▶ [Document excerpt]
*** Block opens ***

In principle, microdialysis is a probe-based sampling method, which, if linked to analytical devices, allows for the measurement of drug concentration profiles in selected tissues. During the last two decades, microdialysis has become increasingly popular for preclinical and clinical pharmacokinetic studies.

The advantage of in vivo microdialysis over traditional methods relates to its ability to continuously sample the unbound drug fraction in the interstitial space fluid (ISF). This is of particular importance because the ISF may be regarded as the actual target compartment for many drugs, e.g. antimicrobial agents or other drugs mediating their action through surface receptors.

In contrast, plasma concentrations are increasingly recognized as inadequately predicting tissue drug concentrations and therapeutic success in many patient populations. Thus, the minimally invasive microdialysis technique has evolved into an important tool for the direct assessment of drug concentrations at the site of drug delivery in virtually all tissues. In particular, concentrations of transdermally applied drugs, neurotransmitters, antibacterials, cytotoxic agents, hormones, large molecules such as cytokines and proteins, and many other compounds were described by means of microdialysis.

The combined use of microdialysis with non-invasive imaging methods such as positron emission tomography and single photon emission tomography opened the window to exactly explore and describe the fate and pharmacokinetics of a drug in the body.

Linking pharmacokinetic data from the ISF to pharmacodynamic information appears to be a straightforward approach to predicting drug action and therapeutic success, and may be used for decision making for adequate drug administration and dosing regimens. Hence, microdialysis is nowadays used in clinical studies to test new drug candidates that are in the pharmaceutical industry drug development pipeline.

*** Block closes ***

▶ [Work task]
According to the text on microdialysis, what can in vivo microdialysis continuously sample that gives it an advantage over traditional methods?

▶ [Data to examine]

*** Block opens ***

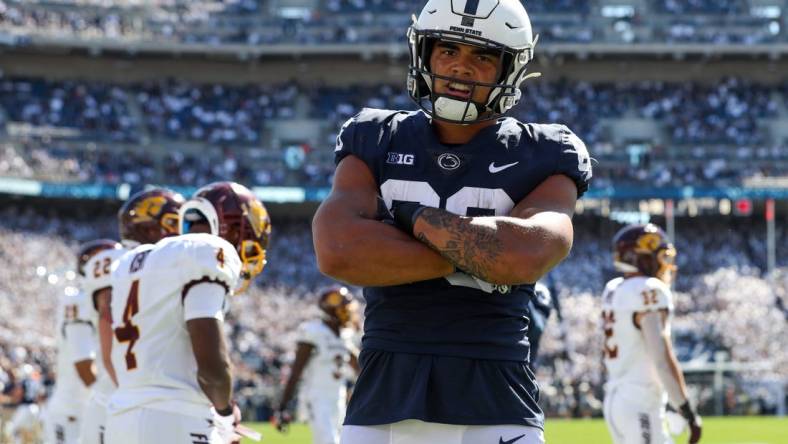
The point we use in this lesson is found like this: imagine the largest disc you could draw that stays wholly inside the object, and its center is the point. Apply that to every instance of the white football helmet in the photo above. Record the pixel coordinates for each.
(501, 25)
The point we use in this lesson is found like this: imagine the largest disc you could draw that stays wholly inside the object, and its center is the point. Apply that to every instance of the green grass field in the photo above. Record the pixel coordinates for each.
(723, 430)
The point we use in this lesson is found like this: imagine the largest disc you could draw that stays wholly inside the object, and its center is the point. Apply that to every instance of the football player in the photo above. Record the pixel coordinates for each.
(324, 351)
(24, 426)
(146, 217)
(74, 367)
(168, 305)
(539, 308)
(481, 207)
(94, 262)
(641, 366)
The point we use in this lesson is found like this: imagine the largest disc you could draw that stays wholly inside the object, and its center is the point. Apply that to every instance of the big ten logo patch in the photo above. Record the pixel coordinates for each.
(401, 159)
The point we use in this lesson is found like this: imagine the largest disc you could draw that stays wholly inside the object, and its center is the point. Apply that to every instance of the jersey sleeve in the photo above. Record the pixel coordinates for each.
(654, 295)
(204, 300)
(362, 136)
(81, 341)
(573, 159)
(98, 272)
(206, 258)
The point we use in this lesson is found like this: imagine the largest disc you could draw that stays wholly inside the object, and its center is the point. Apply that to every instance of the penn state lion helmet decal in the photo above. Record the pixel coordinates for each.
(502, 26)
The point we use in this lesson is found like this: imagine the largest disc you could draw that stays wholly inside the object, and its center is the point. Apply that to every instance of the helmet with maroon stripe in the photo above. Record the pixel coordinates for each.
(89, 249)
(337, 304)
(235, 214)
(149, 216)
(499, 26)
(644, 249)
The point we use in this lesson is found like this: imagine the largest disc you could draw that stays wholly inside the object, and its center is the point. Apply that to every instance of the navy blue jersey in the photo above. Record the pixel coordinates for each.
(457, 316)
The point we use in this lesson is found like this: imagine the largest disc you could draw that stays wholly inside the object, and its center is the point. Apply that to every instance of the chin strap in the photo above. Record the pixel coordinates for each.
(456, 110)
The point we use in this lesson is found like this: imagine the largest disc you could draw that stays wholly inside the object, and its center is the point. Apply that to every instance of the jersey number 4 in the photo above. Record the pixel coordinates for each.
(610, 351)
(129, 332)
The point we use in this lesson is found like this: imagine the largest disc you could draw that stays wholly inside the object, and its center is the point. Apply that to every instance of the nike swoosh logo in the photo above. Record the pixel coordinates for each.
(495, 169)
(501, 441)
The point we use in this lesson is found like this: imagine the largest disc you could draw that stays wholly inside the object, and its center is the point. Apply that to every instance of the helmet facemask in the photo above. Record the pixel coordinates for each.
(504, 93)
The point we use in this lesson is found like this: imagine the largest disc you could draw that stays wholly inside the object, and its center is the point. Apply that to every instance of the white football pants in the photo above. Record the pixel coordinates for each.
(419, 432)
(325, 420)
(632, 419)
(94, 419)
(60, 428)
(148, 426)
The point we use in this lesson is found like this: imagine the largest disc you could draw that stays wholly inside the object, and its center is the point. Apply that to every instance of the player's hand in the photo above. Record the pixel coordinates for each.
(281, 420)
(226, 424)
(693, 421)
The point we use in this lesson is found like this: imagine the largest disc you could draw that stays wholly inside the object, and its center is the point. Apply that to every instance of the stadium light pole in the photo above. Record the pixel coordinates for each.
(771, 241)
(670, 220)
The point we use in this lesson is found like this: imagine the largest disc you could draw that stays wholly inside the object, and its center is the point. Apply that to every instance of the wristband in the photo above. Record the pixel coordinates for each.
(405, 215)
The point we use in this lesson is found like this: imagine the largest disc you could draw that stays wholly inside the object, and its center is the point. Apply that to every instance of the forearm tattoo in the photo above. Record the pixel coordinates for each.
(474, 249)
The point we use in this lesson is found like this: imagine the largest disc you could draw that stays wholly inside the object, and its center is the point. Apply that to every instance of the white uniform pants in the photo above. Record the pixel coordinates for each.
(148, 426)
(93, 425)
(632, 419)
(24, 423)
(419, 432)
(325, 420)
(60, 427)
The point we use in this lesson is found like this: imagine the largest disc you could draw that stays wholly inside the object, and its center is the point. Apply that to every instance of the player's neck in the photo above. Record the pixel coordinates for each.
(454, 134)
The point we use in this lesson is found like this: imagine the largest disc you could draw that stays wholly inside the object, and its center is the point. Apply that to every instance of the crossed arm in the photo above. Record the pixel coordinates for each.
(351, 246)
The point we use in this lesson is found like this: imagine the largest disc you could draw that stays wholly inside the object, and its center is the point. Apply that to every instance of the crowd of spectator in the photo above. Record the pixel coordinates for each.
(724, 303)
(257, 22)
(96, 132)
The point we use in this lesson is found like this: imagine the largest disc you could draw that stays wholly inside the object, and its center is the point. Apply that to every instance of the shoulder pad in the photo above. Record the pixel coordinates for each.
(98, 270)
(361, 134)
(571, 154)
(653, 294)
(202, 257)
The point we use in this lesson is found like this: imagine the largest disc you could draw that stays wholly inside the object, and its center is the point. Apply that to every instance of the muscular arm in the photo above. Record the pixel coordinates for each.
(303, 355)
(103, 298)
(515, 249)
(660, 349)
(353, 247)
(213, 364)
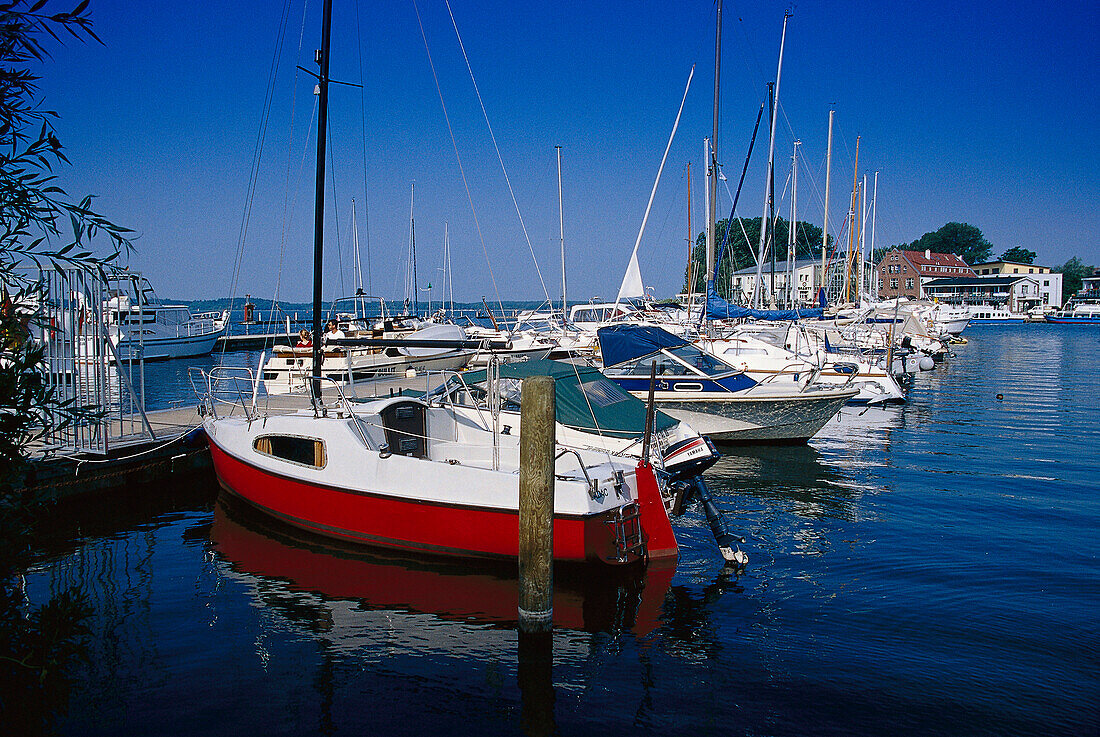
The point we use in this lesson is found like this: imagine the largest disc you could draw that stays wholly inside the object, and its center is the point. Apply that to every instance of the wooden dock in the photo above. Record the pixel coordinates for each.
(178, 446)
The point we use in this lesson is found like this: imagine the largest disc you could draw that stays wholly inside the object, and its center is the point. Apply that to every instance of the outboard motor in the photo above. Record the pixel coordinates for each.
(695, 488)
(690, 458)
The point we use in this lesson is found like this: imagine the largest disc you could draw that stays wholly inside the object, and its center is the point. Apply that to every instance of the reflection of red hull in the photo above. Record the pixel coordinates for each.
(419, 526)
(591, 602)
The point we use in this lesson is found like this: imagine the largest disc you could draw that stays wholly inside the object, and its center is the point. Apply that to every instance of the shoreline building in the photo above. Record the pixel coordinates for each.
(806, 276)
(905, 273)
(1007, 285)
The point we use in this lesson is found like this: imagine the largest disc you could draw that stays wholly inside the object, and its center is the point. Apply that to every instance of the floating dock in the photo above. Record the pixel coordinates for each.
(178, 446)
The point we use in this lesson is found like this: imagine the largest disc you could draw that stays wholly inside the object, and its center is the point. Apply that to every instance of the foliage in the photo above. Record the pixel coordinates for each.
(1073, 274)
(960, 238)
(40, 226)
(1019, 255)
(740, 253)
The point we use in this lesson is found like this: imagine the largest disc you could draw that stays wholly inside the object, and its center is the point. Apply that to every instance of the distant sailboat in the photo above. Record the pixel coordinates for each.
(406, 474)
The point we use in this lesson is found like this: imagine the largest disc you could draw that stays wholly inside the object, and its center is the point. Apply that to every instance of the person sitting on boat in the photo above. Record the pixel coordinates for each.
(333, 331)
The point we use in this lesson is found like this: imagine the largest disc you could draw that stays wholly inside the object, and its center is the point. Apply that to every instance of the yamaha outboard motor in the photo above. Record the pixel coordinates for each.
(695, 488)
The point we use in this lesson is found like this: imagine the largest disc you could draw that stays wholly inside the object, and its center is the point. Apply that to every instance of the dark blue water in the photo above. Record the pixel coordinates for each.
(926, 569)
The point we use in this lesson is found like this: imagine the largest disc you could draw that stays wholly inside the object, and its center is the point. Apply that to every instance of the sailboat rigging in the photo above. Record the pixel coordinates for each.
(416, 475)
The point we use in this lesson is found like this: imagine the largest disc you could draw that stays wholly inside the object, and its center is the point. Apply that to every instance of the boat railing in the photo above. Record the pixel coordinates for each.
(222, 389)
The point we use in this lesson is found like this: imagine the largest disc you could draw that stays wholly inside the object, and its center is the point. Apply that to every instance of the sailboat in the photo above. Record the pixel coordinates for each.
(399, 473)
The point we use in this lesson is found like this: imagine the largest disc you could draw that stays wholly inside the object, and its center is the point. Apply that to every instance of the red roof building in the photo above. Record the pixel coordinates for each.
(903, 273)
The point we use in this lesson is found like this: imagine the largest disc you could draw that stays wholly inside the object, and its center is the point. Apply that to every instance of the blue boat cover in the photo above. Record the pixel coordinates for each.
(584, 398)
(619, 343)
(719, 309)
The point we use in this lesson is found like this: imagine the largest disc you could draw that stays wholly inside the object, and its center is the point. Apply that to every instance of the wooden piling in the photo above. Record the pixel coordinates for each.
(536, 505)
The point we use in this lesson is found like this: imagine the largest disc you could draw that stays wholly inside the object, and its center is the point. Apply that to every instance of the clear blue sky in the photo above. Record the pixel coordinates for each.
(985, 113)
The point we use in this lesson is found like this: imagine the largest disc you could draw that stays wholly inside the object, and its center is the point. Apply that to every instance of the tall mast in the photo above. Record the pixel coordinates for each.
(792, 238)
(322, 122)
(416, 294)
(771, 163)
(359, 262)
(561, 224)
(862, 233)
(448, 274)
(712, 164)
(851, 227)
(875, 210)
(691, 242)
(771, 199)
(828, 169)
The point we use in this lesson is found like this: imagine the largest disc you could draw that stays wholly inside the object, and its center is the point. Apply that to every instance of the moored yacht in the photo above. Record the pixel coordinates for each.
(715, 398)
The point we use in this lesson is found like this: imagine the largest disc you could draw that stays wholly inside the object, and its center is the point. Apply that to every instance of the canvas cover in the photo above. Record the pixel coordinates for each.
(584, 398)
(619, 343)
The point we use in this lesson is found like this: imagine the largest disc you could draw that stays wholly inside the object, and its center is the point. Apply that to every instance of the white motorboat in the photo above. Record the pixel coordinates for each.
(715, 398)
(289, 367)
(139, 325)
(404, 474)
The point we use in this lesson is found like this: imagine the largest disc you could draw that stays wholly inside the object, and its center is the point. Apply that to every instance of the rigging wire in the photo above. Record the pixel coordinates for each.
(497, 149)
(458, 156)
(289, 152)
(254, 172)
(336, 213)
(362, 107)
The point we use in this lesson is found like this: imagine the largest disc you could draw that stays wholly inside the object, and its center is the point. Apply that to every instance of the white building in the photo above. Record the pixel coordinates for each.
(806, 276)
(1018, 293)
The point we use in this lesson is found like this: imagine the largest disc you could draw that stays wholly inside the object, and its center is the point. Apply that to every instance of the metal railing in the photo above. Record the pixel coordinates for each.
(95, 389)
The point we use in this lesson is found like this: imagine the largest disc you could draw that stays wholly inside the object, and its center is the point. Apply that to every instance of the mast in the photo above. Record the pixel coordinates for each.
(771, 200)
(322, 122)
(771, 166)
(359, 262)
(416, 294)
(712, 162)
(691, 242)
(862, 233)
(561, 226)
(828, 169)
(875, 210)
(448, 274)
(792, 254)
(851, 227)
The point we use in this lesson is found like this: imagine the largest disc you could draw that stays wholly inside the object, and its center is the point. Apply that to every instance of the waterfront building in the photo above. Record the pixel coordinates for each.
(905, 273)
(1003, 267)
(806, 276)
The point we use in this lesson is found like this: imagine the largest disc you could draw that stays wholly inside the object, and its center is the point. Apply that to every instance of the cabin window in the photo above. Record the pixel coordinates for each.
(604, 393)
(304, 451)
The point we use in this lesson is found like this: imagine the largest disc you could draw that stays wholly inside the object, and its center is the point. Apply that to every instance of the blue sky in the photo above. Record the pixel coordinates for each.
(983, 113)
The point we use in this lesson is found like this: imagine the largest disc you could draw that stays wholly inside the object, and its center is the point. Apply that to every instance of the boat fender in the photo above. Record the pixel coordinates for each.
(660, 538)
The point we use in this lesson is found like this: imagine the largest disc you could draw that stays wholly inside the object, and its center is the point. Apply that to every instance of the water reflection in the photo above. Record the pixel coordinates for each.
(301, 578)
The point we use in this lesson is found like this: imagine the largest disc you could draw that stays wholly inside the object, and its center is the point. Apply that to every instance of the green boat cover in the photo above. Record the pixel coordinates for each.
(584, 398)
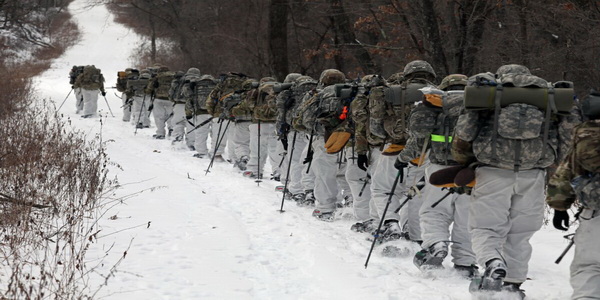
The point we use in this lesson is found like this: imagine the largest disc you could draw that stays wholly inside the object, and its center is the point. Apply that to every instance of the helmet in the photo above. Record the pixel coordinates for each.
(303, 79)
(267, 79)
(418, 66)
(145, 74)
(291, 77)
(207, 77)
(331, 76)
(193, 71)
(453, 79)
(512, 69)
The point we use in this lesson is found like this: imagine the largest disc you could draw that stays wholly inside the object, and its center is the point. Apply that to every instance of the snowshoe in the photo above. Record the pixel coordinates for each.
(241, 164)
(298, 197)
(395, 251)
(366, 226)
(492, 278)
(323, 216)
(432, 257)
(468, 272)
(309, 199)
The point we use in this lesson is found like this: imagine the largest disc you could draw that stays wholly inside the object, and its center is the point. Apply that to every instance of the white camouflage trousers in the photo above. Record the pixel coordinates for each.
(363, 208)
(181, 125)
(585, 268)
(308, 175)
(325, 168)
(507, 208)
(126, 108)
(295, 179)
(436, 221)
(78, 99)
(162, 111)
(90, 101)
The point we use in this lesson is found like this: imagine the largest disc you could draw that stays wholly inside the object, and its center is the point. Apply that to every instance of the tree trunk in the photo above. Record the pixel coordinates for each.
(278, 44)
(346, 31)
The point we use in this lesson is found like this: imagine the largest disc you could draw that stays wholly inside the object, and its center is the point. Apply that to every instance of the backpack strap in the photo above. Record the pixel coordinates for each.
(497, 108)
(550, 107)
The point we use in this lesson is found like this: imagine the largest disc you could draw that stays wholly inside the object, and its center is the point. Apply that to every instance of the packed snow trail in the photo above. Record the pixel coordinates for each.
(221, 236)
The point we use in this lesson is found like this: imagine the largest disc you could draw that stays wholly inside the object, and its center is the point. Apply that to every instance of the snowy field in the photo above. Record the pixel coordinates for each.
(220, 236)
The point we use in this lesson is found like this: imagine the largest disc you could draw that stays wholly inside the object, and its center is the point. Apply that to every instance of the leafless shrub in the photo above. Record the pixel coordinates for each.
(51, 181)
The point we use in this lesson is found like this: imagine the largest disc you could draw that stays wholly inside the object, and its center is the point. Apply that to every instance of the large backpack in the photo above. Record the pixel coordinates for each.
(91, 78)
(137, 86)
(162, 84)
(513, 132)
(265, 108)
(390, 108)
(75, 71)
(196, 96)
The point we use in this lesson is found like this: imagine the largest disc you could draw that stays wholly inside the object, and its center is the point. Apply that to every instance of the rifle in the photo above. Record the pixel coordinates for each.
(218, 143)
(140, 115)
(201, 124)
(287, 176)
(65, 98)
(387, 205)
(108, 106)
(258, 181)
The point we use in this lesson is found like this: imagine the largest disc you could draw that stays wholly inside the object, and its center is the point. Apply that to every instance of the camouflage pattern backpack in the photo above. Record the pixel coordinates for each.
(197, 91)
(161, 84)
(74, 73)
(517, 136)
(91, 78)
(390, 108)
(176, 88)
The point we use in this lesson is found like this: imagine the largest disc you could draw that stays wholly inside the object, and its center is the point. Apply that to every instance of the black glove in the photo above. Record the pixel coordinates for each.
(308, 156)
(363, 162)
(284, 142)
(560, 218)
(400, 165)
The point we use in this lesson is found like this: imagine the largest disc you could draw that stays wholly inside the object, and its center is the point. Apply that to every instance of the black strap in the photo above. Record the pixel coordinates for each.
(497, 108)
(550, 107)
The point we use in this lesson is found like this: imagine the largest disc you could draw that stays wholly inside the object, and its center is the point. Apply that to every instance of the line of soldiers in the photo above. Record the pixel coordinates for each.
(459, 165)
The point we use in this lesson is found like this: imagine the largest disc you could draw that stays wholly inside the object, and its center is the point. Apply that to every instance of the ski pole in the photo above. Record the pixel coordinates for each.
(287, 176)
(140, 115)
(65, 99)
(258, 181)
(387, 205)
(108, 106)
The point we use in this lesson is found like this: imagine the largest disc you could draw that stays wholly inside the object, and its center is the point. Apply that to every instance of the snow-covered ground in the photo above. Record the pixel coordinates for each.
(220, 236)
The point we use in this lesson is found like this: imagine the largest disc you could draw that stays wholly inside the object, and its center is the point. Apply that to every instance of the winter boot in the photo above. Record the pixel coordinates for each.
(323, 216)
(243, 162)
(492, 278)
(468, 272)
(298, 197)
(432, 257)
(366, 226)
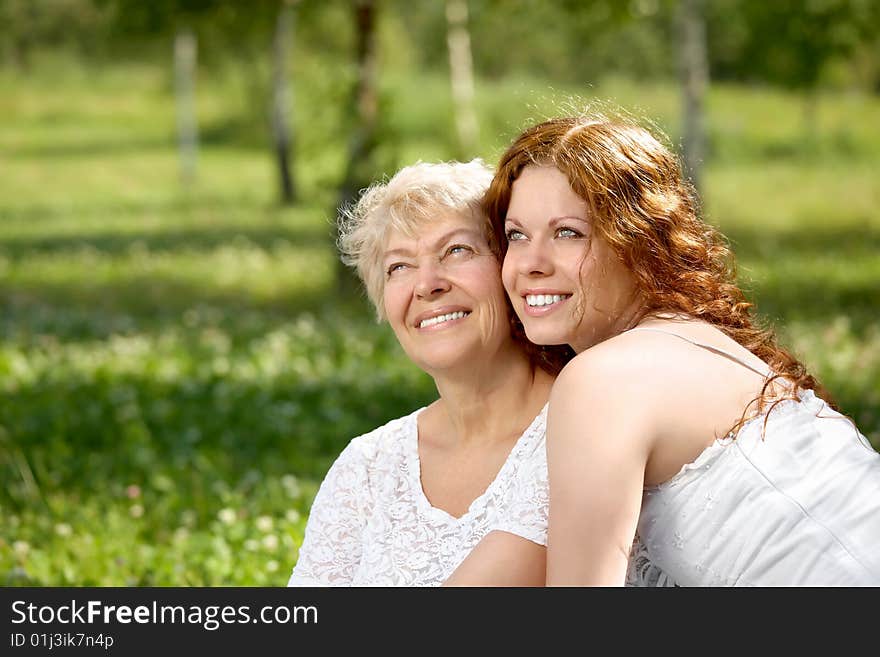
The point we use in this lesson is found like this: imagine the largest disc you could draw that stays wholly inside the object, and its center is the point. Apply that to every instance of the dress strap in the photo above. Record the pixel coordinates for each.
(715, 350)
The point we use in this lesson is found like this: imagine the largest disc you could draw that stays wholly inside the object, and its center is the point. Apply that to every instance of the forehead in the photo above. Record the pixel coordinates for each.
(431, 231)
(544, 190)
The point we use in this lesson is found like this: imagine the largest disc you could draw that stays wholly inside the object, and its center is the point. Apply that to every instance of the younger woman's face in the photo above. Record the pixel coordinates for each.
(565, 283)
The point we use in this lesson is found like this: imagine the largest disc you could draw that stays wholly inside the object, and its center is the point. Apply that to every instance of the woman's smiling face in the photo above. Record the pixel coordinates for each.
(443, 294)
(566, 284)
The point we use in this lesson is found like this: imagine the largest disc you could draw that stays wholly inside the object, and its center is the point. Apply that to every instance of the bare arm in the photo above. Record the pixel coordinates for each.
(502, 559)
(598, 442)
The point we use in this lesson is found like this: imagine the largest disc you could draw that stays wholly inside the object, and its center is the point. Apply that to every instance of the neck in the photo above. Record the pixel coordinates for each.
(495, 399)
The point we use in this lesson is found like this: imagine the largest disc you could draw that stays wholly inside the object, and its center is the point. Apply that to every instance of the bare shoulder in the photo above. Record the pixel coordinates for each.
(638, 383)
(636, 365)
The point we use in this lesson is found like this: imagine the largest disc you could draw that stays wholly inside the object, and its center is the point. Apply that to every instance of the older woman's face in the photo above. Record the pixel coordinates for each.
(565, 283)
(443, 294)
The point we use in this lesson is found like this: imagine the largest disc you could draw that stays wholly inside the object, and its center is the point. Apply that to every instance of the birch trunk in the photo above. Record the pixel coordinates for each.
(365, 107)
(281, 102)
(694, 68)
(185, 53)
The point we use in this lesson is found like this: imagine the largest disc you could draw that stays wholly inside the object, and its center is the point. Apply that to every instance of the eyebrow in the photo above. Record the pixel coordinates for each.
(552, 220)
(443, 239)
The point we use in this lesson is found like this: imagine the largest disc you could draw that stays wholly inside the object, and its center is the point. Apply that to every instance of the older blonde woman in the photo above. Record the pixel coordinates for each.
(455, 492)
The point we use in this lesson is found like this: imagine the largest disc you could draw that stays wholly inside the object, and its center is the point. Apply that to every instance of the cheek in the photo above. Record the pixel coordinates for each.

*** Block closes ***

▶ [Response box]
The unbound drug fraction in the interstitial space fluid (ISF).